• [Your goal] Return every line of the data exactly as it appears.

Data extract below:

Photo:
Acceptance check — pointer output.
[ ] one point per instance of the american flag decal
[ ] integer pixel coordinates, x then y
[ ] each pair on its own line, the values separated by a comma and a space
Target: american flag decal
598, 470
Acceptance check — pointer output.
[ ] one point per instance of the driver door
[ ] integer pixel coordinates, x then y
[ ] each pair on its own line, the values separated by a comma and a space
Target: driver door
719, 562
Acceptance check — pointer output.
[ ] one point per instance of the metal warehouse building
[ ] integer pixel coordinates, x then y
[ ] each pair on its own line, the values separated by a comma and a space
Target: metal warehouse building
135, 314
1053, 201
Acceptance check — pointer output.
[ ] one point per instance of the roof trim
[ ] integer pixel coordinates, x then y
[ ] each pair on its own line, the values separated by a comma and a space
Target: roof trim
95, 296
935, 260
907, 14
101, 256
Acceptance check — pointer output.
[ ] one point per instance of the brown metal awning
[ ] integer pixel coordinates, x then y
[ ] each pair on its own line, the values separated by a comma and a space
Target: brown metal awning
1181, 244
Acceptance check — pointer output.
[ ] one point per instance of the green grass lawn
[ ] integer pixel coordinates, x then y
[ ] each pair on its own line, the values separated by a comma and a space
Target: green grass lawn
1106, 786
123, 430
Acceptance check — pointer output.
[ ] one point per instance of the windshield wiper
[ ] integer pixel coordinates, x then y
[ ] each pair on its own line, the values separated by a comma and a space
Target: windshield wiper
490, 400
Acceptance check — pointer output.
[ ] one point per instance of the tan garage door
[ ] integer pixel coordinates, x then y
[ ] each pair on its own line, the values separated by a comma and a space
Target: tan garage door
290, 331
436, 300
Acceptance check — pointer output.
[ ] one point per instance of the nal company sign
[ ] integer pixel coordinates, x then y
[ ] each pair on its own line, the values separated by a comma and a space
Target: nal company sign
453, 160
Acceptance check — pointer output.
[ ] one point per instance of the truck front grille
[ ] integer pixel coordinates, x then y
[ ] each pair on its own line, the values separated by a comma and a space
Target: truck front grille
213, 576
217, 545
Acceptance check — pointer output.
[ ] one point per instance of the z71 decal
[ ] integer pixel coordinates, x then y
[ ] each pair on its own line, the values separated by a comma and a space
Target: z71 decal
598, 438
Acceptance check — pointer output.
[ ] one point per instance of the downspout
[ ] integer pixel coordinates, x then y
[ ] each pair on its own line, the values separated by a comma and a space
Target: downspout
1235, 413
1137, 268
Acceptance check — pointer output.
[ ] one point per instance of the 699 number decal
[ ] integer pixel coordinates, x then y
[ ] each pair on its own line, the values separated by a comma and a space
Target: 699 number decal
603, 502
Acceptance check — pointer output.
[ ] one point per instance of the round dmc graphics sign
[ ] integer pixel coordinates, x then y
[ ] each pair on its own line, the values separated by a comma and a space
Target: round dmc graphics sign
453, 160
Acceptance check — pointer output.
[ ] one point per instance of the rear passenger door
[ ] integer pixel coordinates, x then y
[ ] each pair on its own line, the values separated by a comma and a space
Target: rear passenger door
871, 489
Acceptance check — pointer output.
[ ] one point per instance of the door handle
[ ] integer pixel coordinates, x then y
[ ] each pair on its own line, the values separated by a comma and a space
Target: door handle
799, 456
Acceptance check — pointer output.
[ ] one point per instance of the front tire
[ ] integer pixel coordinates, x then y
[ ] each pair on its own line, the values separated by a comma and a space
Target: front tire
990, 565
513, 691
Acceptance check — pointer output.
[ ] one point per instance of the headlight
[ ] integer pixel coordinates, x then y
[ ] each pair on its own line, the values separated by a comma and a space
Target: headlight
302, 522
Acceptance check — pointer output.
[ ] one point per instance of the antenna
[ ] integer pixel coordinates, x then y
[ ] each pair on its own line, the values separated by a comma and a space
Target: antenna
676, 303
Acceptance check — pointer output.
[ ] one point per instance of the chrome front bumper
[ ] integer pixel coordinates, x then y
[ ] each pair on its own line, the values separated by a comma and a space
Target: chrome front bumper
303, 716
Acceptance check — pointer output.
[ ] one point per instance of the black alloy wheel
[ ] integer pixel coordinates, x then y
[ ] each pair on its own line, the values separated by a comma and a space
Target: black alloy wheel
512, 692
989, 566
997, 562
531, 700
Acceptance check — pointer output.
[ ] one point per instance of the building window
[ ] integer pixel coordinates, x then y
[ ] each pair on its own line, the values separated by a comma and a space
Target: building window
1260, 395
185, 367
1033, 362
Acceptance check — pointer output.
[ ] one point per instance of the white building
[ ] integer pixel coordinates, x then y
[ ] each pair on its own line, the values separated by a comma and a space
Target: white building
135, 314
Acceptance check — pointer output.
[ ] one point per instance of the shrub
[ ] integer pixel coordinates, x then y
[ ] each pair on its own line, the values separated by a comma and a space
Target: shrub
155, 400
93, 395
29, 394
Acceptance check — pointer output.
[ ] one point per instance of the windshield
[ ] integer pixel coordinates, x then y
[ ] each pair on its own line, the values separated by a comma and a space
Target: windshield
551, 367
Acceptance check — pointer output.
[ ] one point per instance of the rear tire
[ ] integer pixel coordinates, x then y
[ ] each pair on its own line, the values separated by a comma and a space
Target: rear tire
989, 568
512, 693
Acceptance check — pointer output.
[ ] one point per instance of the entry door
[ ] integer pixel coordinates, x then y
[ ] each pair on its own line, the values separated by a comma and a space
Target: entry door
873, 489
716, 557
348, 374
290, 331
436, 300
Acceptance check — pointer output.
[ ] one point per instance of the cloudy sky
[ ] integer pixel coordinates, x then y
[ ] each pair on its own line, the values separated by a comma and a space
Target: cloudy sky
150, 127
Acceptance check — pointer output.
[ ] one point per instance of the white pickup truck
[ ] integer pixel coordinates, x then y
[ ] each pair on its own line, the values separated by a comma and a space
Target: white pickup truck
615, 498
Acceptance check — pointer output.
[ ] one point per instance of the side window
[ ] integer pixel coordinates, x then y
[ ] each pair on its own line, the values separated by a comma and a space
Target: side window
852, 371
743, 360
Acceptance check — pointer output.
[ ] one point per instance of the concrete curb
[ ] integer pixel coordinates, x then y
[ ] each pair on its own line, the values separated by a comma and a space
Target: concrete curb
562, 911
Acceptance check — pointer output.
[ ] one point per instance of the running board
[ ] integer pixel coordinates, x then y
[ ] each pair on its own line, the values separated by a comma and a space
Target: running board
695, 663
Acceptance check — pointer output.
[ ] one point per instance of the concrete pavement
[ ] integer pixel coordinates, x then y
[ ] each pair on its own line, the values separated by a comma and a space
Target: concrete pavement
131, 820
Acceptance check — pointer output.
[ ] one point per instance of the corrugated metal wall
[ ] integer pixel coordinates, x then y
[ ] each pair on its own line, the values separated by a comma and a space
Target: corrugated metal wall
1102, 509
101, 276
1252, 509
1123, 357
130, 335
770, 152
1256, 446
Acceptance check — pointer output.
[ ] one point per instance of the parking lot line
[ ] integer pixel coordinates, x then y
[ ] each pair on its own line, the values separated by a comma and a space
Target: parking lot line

End of Data extract.

• [Solved problem]
Photo:
Acceptance check — pointer output.
[ ] one point per instance of the american flag decal
[ ] integer pixel coordinates, x then y
[ ] each pair on its own line, the values separated by a comma and a space
Target: american flag decal
598, 470
Acceptance check — pointer output.
[ ] one point per instance of the driver door
[ ] integer pixel coordinates, x then y
[ ] each pair on its own line, the values separated by a comma and a space
Target: driver door
719, 562
Acceptance check — pointer output.
[ ] one point per instance of the metal warehouse building
[ ] integer pixel coordinates, x then y
[ ] each pair on its own line, the values separated by a comma and a space
Target: metal warehouse building
135, 314
1053, 201
Acceptance check — pointer output.
[ ] one point per instance of the roof trim
[ ] integer pixel coordinates, x then y
[ ] each pair on its own line, the values separated by a comma and a space
Target: roof trim
95, 296
935, 260
907, 14
101, 256
Acceptance check — pointer output.
[ ] one point per instance of the brown metal awning
[ ] integer pixel coordinates, x then y
[ ] each pair on its own line, the values separated by a comma and a space
Target: brown metal awning
1181, 244
Acceptance check — pointer output.
[ ] one point per instance of the green grass lawn
[ ] integer pixel coordinates, x then y
[ ] each pair on its own line, the values separated by a comma and a space
Target: green grass lawn
1106, 786
123, 430
Acceptance check — pointer output.
[ ] one point per instance of the windshield wiper
[ ] integer pixel coordinates, x then y
[ ] each pair on its own line, the values separated by a comma and a space
Target: windshield wiper
490, 400
Acceptance check — pointer output.
[ ] one point per instance of the tan garage door
[ ] integer pixel coordinates, x then y
[ ] each pair on its own line, the values separated by a comma and a space
Target: tan garage door
290, 331
436, 300
Acceptance check — pointer output.
[ ] one point per instance of the nal company sign
[ ] integer pixel coordinates, x then y
[ ] each pair on its own line, the values separated by a comma and a space
Target: nal company sign
453, 160
Acceptance check — pointer output.
[ ] one point per instance of the truck front grille
[ ] integer pixel coordinates, x then y
[ ] each pair on its own line, the values separated by a comma and a space
Target: truck front grille
213, 576
217, 545
Acceptance check — pointer output.
[ ] one point per instance of the z71 decal
[ ] integer pixel coordinates, x then y
[ ] each pair on its own line, the values separated by a comma and a space
Target: z71 decal
598, 438
Acceptance check — pointer output.
[ ] one point per instance of the downspout
[ ] integer pixel coordinates, x then y
[ ] each pair on its own line, the values separated by a comma and a space
Target: downspout
1235, 413
1137, 268
Acceptance check — pointer output.
[ ] one point per instance of the 699 number decal
[ ] integer pixel coordinates, x then y
[ ] each pair on its own line, the values separated by a comma and a space
Target: 699 number decal
603, 502
Acceptance check — pointer output.
[ ] one point per instance of the round dmc graphics sign
[ ] integer pixel coordinates, x then y
[ ] each pair on its own line, the values separated by a comma and a space
Target: round dmc graphics sign
453, 160
Acceptance check — pointer output.
[ ] one point per instance of the rear passenger door
[ ] integer pixel coordinates, x then y
[ ] each pair on its own line, the values separated by a comma and a space
Target: rear passenger door
871, 489
Acceptance check — pointer output.
[ ] one point per instance of the door handle
[ ] integer pixel coordinates, x then y
[ ] each pair on its own line, the values separated by a comma and a space
Target: door handle
799, 456
Acceptance check — pointer output.
[ ] one point per instance of the front tire
[ ] integer pixel coordinates, x then y
[ ] each pair on its own line, the values separated by a comma and a space
Target: front tire
990, 565
513, 691
Acceptance check — pointer output.
[ ] one point per instance of the headlight
[ ] integer pixel coordinates, x then y
[ ] each pair on its own line, the values separated by a comma and a space
Target: headlight
302, 522
Acceptance check — pointer output.
[ ] one point per instance of the antenna
[ ] integer pixel coordinates, x then y
[ ] each pair on its own line, the values separated by a comma and a space
Target: antenna
676, 303
Acceptance check — pointer output.
[ ] one point per instance of the chrome front bumper
[ ] integer pixel coordinates, x then y
[ ] each pair on its own line, the values separated by a comma and a space
Target: chrome front bumper
303, 716
Acceptance check — pointer output.
[ ] one point per instance of the black alloy wheel
[ ] integer pixel coordinates, x then y
[ ] each pair on its own line, the values separated by a comma and a space
Target: black alloy wheel
512, 692
989, 566
997, 562
531, 700
Acceptance check — pointer output.
[ ] one point per instance of the building window
[ ] integer pixel coordinates, x then y
[ ] each pair on its own line, the values separated by a comma and a space
Target: building window
1260, 395
185, 367
1033, 362
Acceptance check — pointer output.
[ ] one point per instance of the white building
[ ] integer pixel coordinates, x then y
[ ] each pair on its own line, the values separated by a comma and a space
Target: white building
135, 314
Acceptance check — pointer output.
[ ] one point per instance of the shrub
[ ] integer pixel coordinates, x then y
[ ] each pair on its own line, the values separated by a comma and a space
Target: shrub
155, 400
93, 395
29, 394
Acceptance check — pointer output.
[ ] one point per instance of the windshield
[ ] integer pixel coordinates, x then y
[ ] each pair on its own line, the values separated by a comma and a space
Target: windshield
551, 367
Acceptance check — pointer output.
[ ] one point per instance of the rear tire
[ ] integer pixel coordinates, x then y
[ ] each pair on its own line, the values separated by a comma and a space
Target: rear tire
989, 568
512, 693
Acceptance check — pointer output.
[ ] one point per instance of the entry door
[ ] integer pixel coordinates, x then y
[ ] each pair on its own line, the values separated by a comma and a space
Target: entry door
873, 489
716, 557
348, 374
290, 331
436, 300
Acceptance check — pointer output.
[ ] one point per instance of the cloudy sky
[ ] integer pixel coordinates, x then y
[ ] each pair on its own line, the values separated by a comma and a space
Target: cloudy sky
150, 127
Acceptance check — pointer output.
[ ] one point per instance of the white pickup truck
[ ] integer pixel coordinates, x then y
[ ] each pair on its own line, the values separated by a comma and a space
Target: white pickup truck
615, 498
Acceptance check — pointer output.
[ ] one point per instance of the side window
[ ] integer pixel coordinates, x then y
[ ] each pair on its own line, the values separated by a comma and a space
Target: side window
852, 371
743, 360
Acceptance check — pointer output.
[ ] one point per instance of the concrete curb
[ ] integer pixel coordinates, x then y
[ ] each pair on its own line, the values separated by a comma and a space
Target: concrete curb
562, 911
Acceptance check — pointer output.
[ ] one point per instance of the running board
[ ] integer pixel coordinates, x then y
[ ] each pair on its own line, the values separated by a comma and a space
Target: running board
695, 663
Acceptance check — pointer output.
[ ] one point per instance of the concrete pavement
[ ] integer pixel coordinates, x then y
[ ] each pair on its own line, the values separated by a comma and a space
Target: concrete pavement
131, 820
Acceptance check — pointer output.
[ ] one point per instance of the corrugated metal wall
[ ] integer pixel coordinates, x then y
[ ] each pair on its own line, the values separated by a comma and a space
Target: corrugated metal wall
1102, 509
101, 276
1252, 509
1123, 357
130, 335
770, 152
1256, 446
Acceptance check — pointer output.
[ ] one point per instance of the parking lot line
[ ] integer pixel coordinates, x then y
[ ] each pair on its own line, the values separated by a comma and a space
Target: parking lot line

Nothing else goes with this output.